[begin TASK INPUTS]

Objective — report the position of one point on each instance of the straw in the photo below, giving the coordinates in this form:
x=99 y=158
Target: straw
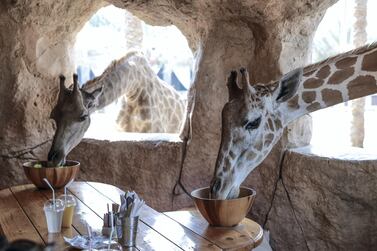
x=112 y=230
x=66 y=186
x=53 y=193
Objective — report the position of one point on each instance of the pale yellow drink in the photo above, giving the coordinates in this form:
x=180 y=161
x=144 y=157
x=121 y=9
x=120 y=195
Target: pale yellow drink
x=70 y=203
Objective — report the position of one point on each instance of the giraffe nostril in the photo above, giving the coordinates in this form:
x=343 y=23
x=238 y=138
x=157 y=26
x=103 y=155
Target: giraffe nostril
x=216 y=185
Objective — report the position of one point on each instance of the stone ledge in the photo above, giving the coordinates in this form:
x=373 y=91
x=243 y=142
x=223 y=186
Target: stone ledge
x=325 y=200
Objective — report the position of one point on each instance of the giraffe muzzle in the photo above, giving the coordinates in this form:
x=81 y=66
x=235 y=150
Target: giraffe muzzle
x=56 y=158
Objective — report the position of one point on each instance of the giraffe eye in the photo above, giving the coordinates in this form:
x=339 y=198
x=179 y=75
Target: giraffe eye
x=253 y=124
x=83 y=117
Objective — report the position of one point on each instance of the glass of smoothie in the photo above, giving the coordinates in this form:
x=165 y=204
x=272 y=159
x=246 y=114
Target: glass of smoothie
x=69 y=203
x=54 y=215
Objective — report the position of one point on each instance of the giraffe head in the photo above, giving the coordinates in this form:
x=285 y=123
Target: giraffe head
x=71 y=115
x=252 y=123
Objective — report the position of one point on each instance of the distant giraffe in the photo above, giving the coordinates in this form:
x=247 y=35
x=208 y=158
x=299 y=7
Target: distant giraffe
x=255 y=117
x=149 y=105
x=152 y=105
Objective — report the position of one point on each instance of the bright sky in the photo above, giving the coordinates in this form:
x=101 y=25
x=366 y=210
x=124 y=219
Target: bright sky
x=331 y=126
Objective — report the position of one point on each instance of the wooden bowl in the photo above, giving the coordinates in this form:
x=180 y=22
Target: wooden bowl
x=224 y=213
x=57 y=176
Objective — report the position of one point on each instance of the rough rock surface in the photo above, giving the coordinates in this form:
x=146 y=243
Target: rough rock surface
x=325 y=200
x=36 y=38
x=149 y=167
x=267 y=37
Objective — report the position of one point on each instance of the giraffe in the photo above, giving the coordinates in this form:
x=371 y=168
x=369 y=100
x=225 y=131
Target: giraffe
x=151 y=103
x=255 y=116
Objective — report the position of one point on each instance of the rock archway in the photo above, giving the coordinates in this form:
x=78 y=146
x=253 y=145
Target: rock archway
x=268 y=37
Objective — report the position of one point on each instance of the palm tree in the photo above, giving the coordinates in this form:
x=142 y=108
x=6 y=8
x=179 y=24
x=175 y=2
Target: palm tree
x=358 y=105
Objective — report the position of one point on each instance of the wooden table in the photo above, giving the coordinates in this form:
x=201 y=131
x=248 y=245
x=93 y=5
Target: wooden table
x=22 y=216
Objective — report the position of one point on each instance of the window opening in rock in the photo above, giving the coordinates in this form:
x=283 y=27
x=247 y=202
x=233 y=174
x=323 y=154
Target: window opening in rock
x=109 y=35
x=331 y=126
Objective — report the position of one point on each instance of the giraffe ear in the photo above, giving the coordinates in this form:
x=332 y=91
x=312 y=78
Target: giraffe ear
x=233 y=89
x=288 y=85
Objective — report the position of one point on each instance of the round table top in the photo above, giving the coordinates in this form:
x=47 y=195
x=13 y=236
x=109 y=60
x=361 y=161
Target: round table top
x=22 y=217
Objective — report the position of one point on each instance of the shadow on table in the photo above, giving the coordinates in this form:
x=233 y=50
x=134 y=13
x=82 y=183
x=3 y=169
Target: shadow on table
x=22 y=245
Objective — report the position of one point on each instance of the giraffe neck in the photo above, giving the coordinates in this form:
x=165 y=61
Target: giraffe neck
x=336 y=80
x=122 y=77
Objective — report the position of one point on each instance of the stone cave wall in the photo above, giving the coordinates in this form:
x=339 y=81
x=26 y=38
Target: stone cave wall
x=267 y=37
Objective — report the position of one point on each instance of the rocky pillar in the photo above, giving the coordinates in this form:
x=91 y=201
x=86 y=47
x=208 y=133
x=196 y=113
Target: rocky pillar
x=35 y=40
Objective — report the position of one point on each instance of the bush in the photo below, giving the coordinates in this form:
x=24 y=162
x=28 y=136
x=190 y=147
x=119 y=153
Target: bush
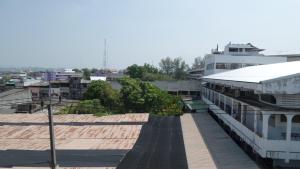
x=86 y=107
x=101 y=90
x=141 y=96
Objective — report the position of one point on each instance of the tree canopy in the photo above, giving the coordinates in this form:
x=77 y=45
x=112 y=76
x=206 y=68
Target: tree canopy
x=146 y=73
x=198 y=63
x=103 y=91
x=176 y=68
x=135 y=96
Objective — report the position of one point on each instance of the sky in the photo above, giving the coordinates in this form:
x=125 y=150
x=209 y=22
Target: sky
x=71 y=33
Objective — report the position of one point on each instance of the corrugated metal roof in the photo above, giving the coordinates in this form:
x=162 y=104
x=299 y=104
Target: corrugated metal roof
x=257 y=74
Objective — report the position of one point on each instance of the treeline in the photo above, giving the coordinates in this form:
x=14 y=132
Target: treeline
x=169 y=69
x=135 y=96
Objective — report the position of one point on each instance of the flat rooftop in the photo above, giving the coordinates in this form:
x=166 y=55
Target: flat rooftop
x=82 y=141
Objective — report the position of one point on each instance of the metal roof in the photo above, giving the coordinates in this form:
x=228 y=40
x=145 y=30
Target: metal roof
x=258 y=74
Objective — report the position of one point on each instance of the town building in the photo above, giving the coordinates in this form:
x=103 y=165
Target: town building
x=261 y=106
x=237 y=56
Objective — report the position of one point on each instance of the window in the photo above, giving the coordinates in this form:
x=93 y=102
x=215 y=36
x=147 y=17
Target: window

[end TASK INPUTS]

STATED TASK: Lines from the one containing "of the metal" through the final line are to be given again verbatim, with nothing before or after.

SOLUTION TO THE PROBLEM:
Objective — report the position of one point on each instance of the metal roof in the photo above, giving the coordinates in this form:
x=228 y=40
x=145 y=30
Target: metal roof
x=258 y=74
Objective — report the position of one point on each instance of the town building in the photo above, giving the coordinates in this form:
x=103 y=165
Target: town building
x=261 y=106
x=237 y=56
Objective — report the position of one point on each instance of the window in the photo above, giving the coordinates in this form:
x=93 y=102
x=215 y=36
x=147 y=17
Target: window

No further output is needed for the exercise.